** Begin Data supplied **

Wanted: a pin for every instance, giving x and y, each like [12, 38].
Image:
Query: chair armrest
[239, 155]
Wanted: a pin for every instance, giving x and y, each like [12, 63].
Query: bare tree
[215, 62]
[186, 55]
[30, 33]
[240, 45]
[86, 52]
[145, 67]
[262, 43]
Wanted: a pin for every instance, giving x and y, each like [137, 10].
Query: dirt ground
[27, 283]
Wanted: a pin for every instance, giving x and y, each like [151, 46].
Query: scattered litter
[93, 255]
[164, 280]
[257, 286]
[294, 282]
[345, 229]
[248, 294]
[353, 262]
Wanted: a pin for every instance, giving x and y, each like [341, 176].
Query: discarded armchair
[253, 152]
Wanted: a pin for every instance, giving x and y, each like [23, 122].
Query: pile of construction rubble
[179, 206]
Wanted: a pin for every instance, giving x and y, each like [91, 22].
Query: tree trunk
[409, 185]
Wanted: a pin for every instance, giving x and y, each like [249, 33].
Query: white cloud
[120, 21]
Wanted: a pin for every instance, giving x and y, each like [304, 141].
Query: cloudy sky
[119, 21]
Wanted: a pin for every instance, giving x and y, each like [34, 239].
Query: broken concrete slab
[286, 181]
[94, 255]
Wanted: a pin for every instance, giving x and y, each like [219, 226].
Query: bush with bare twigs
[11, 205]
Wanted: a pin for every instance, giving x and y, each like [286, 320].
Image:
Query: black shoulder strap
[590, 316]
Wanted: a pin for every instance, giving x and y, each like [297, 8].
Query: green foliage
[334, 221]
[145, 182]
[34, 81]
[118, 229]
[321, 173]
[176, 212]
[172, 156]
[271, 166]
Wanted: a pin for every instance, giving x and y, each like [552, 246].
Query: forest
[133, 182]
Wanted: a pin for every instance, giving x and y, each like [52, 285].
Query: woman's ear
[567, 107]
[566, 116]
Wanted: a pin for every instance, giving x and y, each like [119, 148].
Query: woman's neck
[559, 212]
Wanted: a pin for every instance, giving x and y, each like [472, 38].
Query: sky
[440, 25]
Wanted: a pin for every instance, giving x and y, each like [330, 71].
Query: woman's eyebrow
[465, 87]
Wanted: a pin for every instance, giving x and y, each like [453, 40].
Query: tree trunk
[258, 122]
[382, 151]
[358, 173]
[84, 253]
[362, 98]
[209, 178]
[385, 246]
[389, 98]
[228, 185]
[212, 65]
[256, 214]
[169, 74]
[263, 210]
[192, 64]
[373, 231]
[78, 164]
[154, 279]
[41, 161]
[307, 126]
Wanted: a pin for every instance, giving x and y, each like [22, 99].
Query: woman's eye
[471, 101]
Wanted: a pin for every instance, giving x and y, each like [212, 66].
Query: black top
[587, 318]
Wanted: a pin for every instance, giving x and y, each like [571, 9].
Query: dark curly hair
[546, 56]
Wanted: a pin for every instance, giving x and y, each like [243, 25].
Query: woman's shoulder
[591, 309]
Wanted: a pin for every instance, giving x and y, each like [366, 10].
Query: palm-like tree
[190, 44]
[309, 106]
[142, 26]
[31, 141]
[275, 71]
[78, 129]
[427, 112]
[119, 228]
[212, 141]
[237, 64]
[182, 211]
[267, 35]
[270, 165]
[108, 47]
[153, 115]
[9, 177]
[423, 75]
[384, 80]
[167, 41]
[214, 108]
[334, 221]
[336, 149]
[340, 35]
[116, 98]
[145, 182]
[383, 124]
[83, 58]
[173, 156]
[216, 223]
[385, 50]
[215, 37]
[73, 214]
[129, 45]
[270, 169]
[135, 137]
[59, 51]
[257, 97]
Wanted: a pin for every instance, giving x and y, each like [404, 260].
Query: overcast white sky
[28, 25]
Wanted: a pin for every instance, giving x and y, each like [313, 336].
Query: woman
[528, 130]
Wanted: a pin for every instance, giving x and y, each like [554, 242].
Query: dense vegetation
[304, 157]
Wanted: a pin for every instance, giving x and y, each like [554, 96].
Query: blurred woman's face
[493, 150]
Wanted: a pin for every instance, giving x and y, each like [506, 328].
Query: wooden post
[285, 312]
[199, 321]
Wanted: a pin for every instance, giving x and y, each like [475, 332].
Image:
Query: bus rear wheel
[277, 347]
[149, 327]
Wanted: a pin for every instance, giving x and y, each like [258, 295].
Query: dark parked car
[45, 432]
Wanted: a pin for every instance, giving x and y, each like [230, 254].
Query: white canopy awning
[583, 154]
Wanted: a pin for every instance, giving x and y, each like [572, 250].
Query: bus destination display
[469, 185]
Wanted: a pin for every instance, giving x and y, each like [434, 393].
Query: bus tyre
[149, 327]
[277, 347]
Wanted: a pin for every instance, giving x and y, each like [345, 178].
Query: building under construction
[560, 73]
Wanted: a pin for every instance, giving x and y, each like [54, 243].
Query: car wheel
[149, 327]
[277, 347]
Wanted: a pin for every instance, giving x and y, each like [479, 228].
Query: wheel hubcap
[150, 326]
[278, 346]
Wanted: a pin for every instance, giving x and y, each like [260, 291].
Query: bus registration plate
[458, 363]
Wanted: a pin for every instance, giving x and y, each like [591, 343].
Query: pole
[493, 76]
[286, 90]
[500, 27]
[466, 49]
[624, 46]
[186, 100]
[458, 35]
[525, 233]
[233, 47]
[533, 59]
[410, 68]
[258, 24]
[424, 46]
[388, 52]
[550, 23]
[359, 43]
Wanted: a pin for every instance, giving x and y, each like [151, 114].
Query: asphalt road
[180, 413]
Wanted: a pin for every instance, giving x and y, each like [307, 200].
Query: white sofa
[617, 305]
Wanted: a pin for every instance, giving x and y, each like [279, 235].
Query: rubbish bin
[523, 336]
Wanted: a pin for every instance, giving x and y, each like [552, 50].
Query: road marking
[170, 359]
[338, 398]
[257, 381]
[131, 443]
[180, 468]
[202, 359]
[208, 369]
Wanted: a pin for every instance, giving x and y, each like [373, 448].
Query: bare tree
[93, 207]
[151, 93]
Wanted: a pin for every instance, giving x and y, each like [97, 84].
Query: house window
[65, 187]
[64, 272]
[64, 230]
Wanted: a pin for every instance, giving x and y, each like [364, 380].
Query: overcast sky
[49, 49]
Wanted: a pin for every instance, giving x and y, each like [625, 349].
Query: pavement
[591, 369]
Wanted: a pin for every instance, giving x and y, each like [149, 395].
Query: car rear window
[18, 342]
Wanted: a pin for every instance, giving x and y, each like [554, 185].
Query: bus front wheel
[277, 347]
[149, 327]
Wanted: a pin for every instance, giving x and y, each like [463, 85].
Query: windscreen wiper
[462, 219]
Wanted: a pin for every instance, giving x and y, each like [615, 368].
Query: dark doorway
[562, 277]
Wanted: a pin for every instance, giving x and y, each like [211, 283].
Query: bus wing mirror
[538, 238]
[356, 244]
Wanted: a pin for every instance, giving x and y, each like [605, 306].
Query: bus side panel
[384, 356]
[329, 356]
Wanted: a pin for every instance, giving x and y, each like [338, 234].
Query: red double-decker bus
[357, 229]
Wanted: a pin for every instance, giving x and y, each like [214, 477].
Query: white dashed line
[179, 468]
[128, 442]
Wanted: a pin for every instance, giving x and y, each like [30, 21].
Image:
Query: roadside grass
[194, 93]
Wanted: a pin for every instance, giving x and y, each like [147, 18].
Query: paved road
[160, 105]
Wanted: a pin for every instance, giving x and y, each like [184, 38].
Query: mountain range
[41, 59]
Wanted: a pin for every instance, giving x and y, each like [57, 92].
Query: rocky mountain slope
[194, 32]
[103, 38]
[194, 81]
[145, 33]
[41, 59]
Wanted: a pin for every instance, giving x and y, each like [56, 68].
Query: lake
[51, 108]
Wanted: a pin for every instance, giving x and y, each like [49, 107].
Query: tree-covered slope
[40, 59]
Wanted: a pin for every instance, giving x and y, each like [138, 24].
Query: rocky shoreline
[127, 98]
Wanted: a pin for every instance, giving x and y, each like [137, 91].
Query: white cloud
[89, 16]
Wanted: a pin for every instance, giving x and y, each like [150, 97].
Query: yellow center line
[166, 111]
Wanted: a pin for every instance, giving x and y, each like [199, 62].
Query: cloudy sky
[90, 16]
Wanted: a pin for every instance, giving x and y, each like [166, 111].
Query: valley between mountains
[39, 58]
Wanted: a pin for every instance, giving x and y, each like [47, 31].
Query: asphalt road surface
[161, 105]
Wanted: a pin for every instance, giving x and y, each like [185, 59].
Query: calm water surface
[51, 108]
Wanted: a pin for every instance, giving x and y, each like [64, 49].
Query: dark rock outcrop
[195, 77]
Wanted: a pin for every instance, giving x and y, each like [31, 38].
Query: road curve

** End Data supplied **

Written request >>
Extract, exactly as they appear, the lines from the one containing "like [184, 38]." through the final line.

Problem solution >>
Wanted: a pin for every instance, giving x and y, each like [184, 38].
Query: mountain range
[41, 59]
Wanted: a pin for every instance, giving x and y, each like [57, 92].
Query: rocky mountain slope
[194, 32]
[103, 38]
[194, 81]
[145, 33]
[41, 59]
Wanted: a pin for every instance, giving x and y, each like [56, 68].
Query: lake
[51, 108]
Wanted: a pin for every instance, giving x and y, each like [49, 107].
Query: tree-covered slope
[40, 59]
Wanted: a pin for every instance, giving x and y, each like [138, 24].
Query: rocky shoreline
[127, 98]
Wanted: a pin for every instance, giving x and y, each like [137, 91].
Query: white cloud
[89, 16]
Wanted: a pin for every instance, giving x and y, each like [150, 97].
Query: yellow center line
[166, 111]
Wanted: a pin for every instance, giving x and y, each like [199, 62].
Query: cloudy sky
[90, 16]
Wanted: a pin for every instance, giving x and y, each like [166, 111].
Query: valley between mountains
[39, 58]
Wanted: a pin for every instance, giving x and y, each like [47, 31].
Query: asphalt road surface
[161, 105]
Wanted: a pin for every instance, giving x and y, each like [185, 59].
Query: calm water surface
[51, 108]
Wanted: a pin for every instance, giving x and y, each like [64, 49].
Query: dark rock outcrop
[195, 77]
Wanted: a pin for every instance, giving x and y, each like [31, 38].
Query: road curve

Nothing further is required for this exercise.